Include only the line with "every shirt cuff" and the lines after it, each reproduced exactly as it stands in the entries below.

__Supplied entries__

···

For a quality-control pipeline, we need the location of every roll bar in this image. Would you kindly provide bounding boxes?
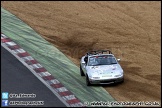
[86,50,112,56]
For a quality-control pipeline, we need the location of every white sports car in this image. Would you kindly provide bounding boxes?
[80,50,124,86]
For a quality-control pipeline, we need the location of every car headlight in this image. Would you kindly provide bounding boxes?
[114,72,123,77]
[121,70,124,74]
[89,76,100,80]
[114,75,122,77]
[92,77,100,79]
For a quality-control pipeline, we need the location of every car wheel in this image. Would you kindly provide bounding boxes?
[121,77,124,83]
[80,64,85,76]
[86,74,91,86]
[118,77,124,84]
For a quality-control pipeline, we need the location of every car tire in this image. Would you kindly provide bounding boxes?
[80,64,85,76]
[121,77,124,83]
[86,74,91,86]
[118,77,124,84]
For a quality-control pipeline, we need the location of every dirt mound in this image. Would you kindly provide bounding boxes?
[1,1,161,102]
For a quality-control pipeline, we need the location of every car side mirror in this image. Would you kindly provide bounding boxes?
[82,61,85,64]
[117,59,120,62]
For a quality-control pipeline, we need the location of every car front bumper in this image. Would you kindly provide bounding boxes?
[89,76,124,84]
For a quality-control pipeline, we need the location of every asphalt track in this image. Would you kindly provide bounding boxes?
[1,46,66,107]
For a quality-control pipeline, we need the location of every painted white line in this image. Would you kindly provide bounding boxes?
[1,34,7,38]
[12,48,26,54]
[50,79,60,84]
[21,56,34,61]
[46,79,61,85]
[43,72,51,76]
[1,43,70,107]
[29,63,43,69]
[1,37,6,39]
[37,71,48,77]
[37,71,51,77]
[56,87,68,92]
[5,41,16,46]
[62,95,76,101]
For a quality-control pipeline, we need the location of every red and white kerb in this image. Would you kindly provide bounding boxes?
[1,33,84,107]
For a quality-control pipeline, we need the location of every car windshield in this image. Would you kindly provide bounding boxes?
[88,55,117,66]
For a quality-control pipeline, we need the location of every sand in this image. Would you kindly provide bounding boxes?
[1,1,161,102]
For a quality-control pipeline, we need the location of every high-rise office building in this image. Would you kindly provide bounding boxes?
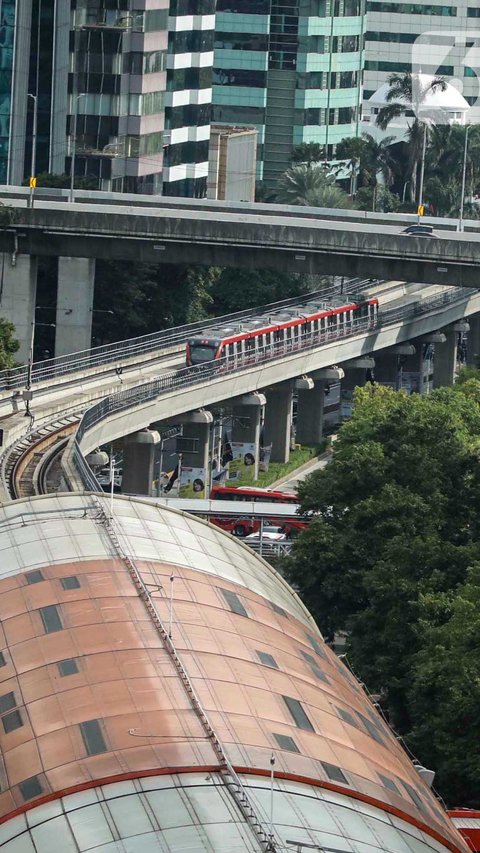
[0,0,214,196]
[212,0,366,185]
[363,0,480,124]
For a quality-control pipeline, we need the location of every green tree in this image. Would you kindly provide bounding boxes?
[285,382,480,763]
[92,261,220,345]
[22,172,98,190]
[291,142,325,167]
[375,72,447,202]
[275,165,354,208]
[0,317,19,369]
[336,136,368,196]
[408,566,480,806]
[355,185,401,212]
[210,268,313,315]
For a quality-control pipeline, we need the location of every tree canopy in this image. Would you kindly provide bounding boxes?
[0,317,19,369]
[285,380,480,806]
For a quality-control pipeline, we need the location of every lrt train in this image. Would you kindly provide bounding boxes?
[186,295,379,366]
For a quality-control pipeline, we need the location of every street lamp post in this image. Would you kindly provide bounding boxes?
[27,94,38,209]
[417,121,428,221]
[459,124,471,233]
[24,320,55,418]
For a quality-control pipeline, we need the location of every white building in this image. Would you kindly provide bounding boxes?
[363,0,480,126]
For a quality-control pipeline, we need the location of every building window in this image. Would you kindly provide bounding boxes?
[257,651,278,669]
[282,696,315,732]
[60,576,80,590]
[0,652,6,667]
[402,779,426,811]
[19,776,43,801]
[321,761,348,784]
[39,605,63,634]
[58,659,79,677]
[269,600,287,617]
[2,710,23,734]
[218,587,248,617]
[378,772,400,794]
[336,706,357,727]
[356,711,385,744]
[305,633,326,658]
[26,570,44,585]
[79,719,107,756]
[273,733,300,753]
[0,692,16,714]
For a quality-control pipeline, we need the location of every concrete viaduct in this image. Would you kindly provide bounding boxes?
[1,190,480,361]
[0,280,475,501]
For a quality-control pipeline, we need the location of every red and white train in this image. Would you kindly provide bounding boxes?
[186,295,379,366]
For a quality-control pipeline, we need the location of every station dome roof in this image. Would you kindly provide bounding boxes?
[0,493,469,853]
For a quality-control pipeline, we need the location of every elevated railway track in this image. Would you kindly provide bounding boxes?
[1,279,478,503]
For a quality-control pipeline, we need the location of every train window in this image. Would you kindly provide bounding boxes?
[327,315,336,327]
[274,329,283,342]
[245,337,255,352]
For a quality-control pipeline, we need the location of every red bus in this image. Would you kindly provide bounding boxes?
[448,810,480,851]
[209,485,306,538]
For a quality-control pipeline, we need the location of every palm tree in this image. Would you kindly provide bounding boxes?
[375,72,447,202]
[360,133,398,188]
[336,133,397,194]
[335,136,366,196]
[291,142,325,168]
[275,165,353,208]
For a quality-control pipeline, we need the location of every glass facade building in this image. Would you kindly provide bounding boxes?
[213,0,366,184]
[0,0,214,196]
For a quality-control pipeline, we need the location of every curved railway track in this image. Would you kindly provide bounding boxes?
[4,415,80,500]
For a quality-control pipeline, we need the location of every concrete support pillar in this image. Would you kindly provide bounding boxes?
[340,357,375,419]
[122,429,160,496]
[179,414,212,497]
[433,324,458,389]
[467,314,480,367]
[231,392,266,481]
[263,380,294,463]
[375,344,416,390]
[296,368,344,446]
[401,333,445,394]
[55,257,95,357]
[0,253,38,363]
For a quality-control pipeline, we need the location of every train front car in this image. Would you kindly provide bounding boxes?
[186,337,223,366]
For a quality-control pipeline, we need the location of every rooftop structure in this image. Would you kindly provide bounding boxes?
[0,492,469,852]
[363,0,480,127]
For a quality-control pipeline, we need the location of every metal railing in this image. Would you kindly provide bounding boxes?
[72,315,376,485]
[378,287,474,326]
[0,282,373,393]
[71,285,479,492]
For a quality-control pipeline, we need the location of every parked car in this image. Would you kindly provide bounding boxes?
[244,526,288,544]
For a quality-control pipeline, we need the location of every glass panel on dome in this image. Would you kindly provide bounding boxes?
[218,587,248,617]
[273,733,300,752]
[282,695,315,732]
[321,761,348,784]
[257,651,278,669]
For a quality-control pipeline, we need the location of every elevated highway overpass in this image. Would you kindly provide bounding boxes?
[1,186,479,361]
[0,196,479,288]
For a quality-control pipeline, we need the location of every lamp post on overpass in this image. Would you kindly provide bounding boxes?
[458,123,472,233]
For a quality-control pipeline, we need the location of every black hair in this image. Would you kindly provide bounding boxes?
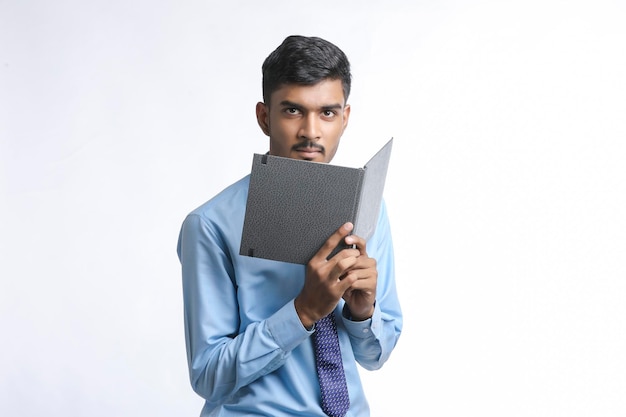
[261,35,352,104]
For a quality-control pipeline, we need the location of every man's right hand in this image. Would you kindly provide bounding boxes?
[294,222,361,329]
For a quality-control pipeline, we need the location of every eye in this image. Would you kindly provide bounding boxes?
[322,109,337,119]
[284,107,300,115]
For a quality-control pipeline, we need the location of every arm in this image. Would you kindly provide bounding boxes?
[177,214,311,404]
[294,201,402,370]
[341,201,403,370]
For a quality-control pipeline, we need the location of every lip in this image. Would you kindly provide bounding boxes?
[295,147,323,159]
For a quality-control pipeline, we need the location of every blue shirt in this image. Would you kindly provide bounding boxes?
[177,175,402,416]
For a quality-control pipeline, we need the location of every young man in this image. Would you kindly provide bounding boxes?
[177,35,402,417]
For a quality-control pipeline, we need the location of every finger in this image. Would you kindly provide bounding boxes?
[344,233,367,256]
[341,253,376,276]
[333,253,360,279]
[313,222,354,263]
[345,272,376,290]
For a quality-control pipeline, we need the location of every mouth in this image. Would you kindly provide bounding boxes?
[293,142,324,160]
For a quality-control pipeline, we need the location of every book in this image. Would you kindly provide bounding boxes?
[239,138,393,264]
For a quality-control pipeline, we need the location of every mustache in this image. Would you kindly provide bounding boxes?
[292,141,325,153]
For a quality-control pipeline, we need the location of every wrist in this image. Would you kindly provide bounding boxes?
[345,303,375,321]
[294,298,316,330]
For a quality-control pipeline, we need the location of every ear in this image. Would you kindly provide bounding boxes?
[342,103,351,132]
[255,102,270,136]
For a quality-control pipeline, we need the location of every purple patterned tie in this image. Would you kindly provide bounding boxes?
[312,311,350,417]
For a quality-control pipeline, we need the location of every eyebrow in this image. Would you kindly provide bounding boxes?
[279,100,344,111]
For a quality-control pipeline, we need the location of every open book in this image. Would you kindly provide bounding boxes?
[239,138,393,264]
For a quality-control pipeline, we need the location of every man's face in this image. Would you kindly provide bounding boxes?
[256,79,350,163]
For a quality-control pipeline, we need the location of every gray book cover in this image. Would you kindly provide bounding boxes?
[239,138,393,264]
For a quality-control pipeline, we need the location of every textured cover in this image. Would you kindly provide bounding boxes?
[240,138,393,264]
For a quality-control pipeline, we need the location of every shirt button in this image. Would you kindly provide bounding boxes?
[362,328,370,333]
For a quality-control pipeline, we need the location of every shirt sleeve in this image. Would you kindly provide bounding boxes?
[177,213,312,405]
[340,200,403,371]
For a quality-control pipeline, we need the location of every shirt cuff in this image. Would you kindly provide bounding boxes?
[266,300,314,353]
[341,302,382,340]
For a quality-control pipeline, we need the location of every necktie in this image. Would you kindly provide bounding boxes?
[312,311,350,417]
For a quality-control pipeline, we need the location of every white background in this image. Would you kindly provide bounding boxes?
[1,1,625,416]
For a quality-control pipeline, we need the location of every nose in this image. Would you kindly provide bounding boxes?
[298,113,321,141]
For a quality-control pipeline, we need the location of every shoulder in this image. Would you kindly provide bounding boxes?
[178,175,250,252]
[180,175,250,242]
[188,175,250,220]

···

__Answer box__
For a quality-control pipeline, we need the location of every shirt cuff in this image. Would you kindly provide bounding boxes?
[266,300,314,353]
[341,302,382,340]
For a quality-control pipeline, we need the location of every necktie in this image. Would you kindly provide bounding boxes?
[312,311,350,417]
For a quality-control pipeline, we need the location of every white background in this image. Would you kindly provide bounding boxes?
[1,1,625,416]
For a quality-control pipeline, we need the location of every nose in this image. Would you kindly provide bounding boxes?
[298,113,321,141]
For a quality-control pipeline, we need the location of every shoulder in this image. Would you kindly provide bounding boxes?
[178,175,250,252]
[180,175,250,242]
[188,175,250,220]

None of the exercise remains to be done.